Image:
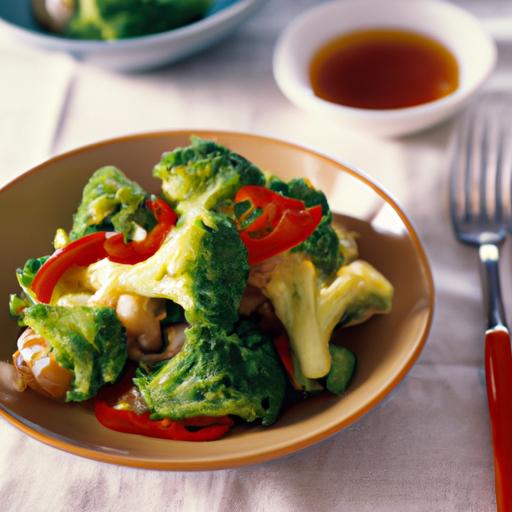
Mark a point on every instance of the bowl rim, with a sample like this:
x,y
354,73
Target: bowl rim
x,y
305,95
292,446
194,28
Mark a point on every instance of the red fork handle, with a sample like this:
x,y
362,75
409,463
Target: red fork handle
x,y
498,376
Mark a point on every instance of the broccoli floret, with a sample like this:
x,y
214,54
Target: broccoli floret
x,y
203,175
302,189
217,374
26,275
323,248
310,308
202,266
117,19
111,202
89,342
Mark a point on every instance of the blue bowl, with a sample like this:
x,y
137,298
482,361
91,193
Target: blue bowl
x,y
136,53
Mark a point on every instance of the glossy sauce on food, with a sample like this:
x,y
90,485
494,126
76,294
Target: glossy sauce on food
x,y
383,69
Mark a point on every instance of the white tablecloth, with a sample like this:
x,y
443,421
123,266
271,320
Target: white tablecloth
x,y
427,447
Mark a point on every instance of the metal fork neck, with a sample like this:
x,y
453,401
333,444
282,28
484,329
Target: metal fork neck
x,y
489,257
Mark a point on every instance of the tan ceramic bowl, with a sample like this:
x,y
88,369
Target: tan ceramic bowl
x,y
34,205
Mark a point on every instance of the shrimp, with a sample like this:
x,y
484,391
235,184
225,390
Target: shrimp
x,y
38,368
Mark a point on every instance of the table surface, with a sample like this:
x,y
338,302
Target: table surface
x,y
427,447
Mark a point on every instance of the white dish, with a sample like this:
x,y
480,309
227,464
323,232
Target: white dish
x,y
458,30
136,53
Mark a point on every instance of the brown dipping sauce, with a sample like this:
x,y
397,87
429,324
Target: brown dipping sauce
x,y
383,69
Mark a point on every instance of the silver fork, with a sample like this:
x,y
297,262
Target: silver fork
x,y
480,209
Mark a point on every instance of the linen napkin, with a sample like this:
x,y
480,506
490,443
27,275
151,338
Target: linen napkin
x,y
33,91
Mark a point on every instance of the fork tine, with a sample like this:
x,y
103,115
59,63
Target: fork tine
x,y
458,171
487,153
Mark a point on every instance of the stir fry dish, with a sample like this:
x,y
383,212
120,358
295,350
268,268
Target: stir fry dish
x,y
116,19
210,305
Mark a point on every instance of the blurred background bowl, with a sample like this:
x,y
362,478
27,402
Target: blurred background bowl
x,y
456,29
137,53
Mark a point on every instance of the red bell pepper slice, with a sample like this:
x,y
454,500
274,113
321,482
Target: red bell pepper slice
x,y
205,428
83,252
137,251
283,224
294,227
96,246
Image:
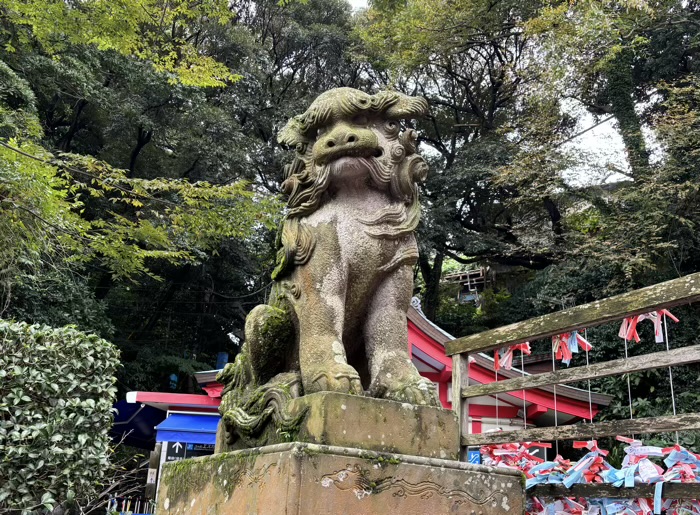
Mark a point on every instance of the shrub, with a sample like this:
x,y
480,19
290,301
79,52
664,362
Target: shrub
x,y
56,395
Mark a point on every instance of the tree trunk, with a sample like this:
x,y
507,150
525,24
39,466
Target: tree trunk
x,y
431,277
620,90
64,143
142,139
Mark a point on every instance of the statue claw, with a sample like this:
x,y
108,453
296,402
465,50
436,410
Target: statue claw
x,y
414,390
338,378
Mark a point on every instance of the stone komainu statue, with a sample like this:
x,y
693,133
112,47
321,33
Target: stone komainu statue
x,y
336,320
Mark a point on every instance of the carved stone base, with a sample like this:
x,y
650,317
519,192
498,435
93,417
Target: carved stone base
x,y
301,478
342,420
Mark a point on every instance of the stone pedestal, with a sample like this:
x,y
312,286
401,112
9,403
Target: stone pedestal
x,y
302,478
349,454
341,420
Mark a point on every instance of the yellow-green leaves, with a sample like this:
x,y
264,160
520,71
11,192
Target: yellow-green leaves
x,y
42,199
174,35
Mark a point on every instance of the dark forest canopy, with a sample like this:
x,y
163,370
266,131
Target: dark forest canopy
x,y
139,166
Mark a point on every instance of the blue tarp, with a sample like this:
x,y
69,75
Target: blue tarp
x,y
190,428
134,423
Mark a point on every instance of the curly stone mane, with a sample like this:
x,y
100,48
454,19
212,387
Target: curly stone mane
x,y
306,182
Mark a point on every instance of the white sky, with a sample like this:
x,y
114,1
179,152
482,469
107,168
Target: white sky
x,y
602,148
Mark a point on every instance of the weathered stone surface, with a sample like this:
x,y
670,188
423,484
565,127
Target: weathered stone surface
x,y
344,275
378,425
312,479
362,422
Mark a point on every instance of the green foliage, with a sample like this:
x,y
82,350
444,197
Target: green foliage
x,y
171,220
57,389
174,36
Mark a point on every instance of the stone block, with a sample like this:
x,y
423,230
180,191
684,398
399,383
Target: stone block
x,y
377,425
301,478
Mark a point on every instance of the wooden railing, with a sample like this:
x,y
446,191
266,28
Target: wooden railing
x,y
654,298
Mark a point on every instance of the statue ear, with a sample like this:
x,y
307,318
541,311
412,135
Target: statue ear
x,y
408,139
411,170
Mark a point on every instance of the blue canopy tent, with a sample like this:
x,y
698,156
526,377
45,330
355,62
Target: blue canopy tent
x,y
190,428
135,424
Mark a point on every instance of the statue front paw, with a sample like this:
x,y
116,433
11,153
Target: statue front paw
x,y
337,377
413,389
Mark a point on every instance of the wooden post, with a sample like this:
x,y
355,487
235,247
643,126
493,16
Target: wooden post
x,y
460,405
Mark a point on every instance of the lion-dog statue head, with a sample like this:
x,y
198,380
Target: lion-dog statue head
x,y
343,280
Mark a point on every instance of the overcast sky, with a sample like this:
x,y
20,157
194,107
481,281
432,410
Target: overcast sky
x,y
603,145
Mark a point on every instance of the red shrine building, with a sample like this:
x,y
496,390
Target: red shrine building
x,y
512,410
536,407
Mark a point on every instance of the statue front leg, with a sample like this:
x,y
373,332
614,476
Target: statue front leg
x,y
393,376
320,311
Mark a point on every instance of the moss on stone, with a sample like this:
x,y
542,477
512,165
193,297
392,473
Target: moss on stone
x,y
186,478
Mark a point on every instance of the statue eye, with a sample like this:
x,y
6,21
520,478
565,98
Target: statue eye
x,y
391,127
360,120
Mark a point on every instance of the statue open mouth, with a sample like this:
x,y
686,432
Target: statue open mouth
x,y
335,153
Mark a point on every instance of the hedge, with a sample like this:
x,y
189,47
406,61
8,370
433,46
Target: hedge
x,y
56,395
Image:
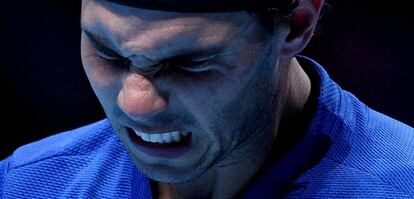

---

■ TASK STATEMENT ■
Count the lines in the entries above that contain the word "handle", and give only the number.

■ TASK SOLUTION ■
2